* ACTION ITEM *
Your task is to copy each line of the material that holds the word "fence".

* DATA TO EXAMINE *
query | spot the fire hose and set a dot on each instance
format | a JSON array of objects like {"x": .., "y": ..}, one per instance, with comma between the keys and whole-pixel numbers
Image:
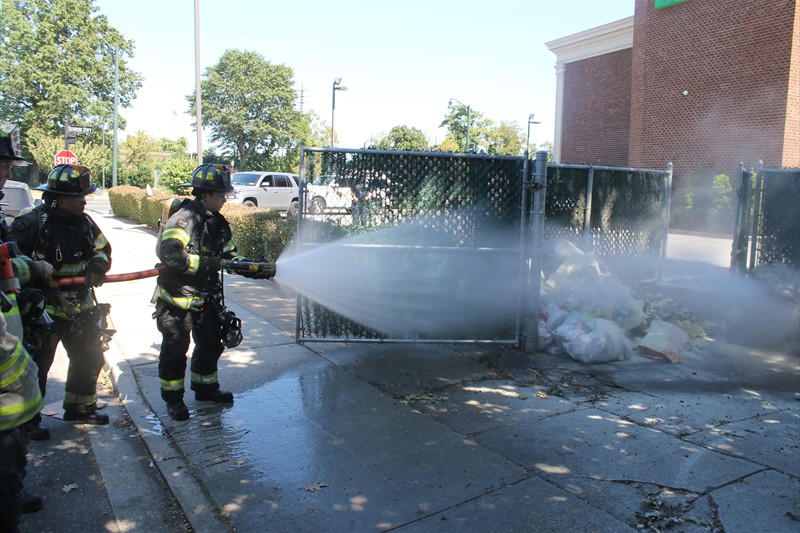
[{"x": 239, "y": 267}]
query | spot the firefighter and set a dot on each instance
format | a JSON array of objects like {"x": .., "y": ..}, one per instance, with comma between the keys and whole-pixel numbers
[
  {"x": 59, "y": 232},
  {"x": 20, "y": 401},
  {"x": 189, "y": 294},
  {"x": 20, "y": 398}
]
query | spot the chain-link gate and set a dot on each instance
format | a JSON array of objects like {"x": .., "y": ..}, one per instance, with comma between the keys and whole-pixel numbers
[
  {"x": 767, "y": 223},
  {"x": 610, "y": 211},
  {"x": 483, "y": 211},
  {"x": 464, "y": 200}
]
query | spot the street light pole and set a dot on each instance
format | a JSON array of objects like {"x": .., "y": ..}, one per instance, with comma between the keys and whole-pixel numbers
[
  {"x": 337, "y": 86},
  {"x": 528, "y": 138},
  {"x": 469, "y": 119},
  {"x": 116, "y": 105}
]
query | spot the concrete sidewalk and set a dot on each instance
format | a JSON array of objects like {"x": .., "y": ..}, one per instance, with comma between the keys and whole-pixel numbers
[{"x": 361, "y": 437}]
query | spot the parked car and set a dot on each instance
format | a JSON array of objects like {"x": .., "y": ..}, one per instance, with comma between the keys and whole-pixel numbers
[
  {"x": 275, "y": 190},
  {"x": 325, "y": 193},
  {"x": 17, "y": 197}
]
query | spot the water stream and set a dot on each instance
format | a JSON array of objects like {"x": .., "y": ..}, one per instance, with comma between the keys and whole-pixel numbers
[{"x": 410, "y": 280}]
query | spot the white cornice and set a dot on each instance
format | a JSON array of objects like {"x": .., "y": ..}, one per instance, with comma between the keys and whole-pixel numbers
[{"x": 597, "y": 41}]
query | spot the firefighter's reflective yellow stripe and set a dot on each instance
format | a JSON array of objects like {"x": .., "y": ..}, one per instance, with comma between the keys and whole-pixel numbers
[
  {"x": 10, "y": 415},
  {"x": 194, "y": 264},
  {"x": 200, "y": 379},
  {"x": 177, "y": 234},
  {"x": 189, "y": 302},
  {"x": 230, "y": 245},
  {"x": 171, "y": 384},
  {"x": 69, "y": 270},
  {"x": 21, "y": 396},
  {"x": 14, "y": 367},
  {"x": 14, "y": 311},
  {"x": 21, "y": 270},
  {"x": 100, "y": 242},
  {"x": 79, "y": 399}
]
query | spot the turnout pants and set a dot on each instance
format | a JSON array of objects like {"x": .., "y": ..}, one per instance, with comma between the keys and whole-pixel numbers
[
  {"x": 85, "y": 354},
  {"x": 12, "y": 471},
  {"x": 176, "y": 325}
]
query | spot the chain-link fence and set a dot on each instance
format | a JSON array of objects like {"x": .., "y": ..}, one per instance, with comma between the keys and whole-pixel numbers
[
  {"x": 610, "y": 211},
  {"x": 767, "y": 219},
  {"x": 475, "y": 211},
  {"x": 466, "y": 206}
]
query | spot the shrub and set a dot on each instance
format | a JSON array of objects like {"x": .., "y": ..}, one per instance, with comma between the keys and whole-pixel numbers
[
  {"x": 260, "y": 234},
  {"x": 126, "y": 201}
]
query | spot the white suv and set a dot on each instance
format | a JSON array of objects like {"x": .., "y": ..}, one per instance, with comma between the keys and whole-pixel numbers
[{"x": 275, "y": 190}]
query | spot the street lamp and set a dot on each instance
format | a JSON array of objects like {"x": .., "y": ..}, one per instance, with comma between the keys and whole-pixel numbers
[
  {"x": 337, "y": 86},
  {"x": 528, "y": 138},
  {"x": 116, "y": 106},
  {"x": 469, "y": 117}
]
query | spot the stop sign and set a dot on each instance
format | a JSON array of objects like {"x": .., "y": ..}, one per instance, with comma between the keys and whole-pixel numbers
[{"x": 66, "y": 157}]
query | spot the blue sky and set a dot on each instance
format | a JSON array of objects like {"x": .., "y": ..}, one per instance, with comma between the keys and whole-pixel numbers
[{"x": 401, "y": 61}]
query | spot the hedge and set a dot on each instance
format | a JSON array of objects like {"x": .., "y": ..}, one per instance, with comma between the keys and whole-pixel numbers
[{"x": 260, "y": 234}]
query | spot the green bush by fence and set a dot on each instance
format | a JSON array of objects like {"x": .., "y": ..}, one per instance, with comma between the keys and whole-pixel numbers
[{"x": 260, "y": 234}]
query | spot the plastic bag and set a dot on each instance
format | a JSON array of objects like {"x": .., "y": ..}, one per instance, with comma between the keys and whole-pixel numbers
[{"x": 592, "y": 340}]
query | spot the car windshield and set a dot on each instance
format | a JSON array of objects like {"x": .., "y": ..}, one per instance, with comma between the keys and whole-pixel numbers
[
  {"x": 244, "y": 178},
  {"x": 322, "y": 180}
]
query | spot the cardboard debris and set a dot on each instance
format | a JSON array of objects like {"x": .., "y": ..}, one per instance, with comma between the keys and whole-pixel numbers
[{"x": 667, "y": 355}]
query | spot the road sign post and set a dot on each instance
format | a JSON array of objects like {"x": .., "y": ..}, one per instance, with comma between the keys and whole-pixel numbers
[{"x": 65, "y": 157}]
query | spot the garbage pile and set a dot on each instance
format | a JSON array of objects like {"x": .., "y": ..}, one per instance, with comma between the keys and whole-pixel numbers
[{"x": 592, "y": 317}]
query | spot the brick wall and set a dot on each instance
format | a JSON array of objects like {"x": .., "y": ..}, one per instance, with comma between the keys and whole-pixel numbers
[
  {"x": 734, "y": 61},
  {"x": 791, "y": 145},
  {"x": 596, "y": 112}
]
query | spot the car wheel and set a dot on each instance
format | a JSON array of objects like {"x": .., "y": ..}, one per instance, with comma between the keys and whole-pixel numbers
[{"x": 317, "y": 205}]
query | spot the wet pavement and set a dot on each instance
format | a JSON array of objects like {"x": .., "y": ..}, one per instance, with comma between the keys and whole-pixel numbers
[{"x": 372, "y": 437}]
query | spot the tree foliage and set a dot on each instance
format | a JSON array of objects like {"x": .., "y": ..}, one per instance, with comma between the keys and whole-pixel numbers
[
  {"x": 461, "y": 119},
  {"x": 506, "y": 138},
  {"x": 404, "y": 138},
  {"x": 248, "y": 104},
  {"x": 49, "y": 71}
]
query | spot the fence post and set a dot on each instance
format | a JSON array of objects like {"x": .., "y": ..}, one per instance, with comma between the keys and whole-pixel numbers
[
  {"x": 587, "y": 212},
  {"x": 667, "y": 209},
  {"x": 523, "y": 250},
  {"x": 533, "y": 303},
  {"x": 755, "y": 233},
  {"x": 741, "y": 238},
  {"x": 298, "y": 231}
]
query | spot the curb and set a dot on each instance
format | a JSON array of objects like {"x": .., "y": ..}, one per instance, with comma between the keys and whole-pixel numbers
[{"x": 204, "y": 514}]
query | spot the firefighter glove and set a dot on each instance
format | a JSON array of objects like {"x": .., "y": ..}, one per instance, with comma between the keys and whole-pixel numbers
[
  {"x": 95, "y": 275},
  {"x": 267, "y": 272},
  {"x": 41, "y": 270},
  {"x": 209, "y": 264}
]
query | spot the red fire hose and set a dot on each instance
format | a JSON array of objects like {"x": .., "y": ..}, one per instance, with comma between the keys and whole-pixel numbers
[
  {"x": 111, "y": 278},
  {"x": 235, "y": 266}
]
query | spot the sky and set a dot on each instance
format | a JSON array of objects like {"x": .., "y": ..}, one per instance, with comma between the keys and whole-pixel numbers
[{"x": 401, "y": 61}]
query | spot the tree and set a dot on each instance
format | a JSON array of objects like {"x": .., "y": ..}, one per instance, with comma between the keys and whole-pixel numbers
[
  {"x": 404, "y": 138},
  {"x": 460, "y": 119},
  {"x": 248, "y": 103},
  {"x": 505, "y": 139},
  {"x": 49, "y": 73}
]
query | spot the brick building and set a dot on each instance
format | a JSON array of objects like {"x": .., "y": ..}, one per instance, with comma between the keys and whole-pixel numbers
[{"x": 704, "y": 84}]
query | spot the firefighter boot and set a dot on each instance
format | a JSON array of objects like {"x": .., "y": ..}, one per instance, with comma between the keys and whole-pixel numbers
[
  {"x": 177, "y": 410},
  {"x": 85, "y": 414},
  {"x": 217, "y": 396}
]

* SOLUTION FOR THIS PROBLEM *
query | spot the chain-link fence and set a dot on each instance
query | spot the green bush by fence and set a dot on each instance
query | spot the fence post and set a dot on each instance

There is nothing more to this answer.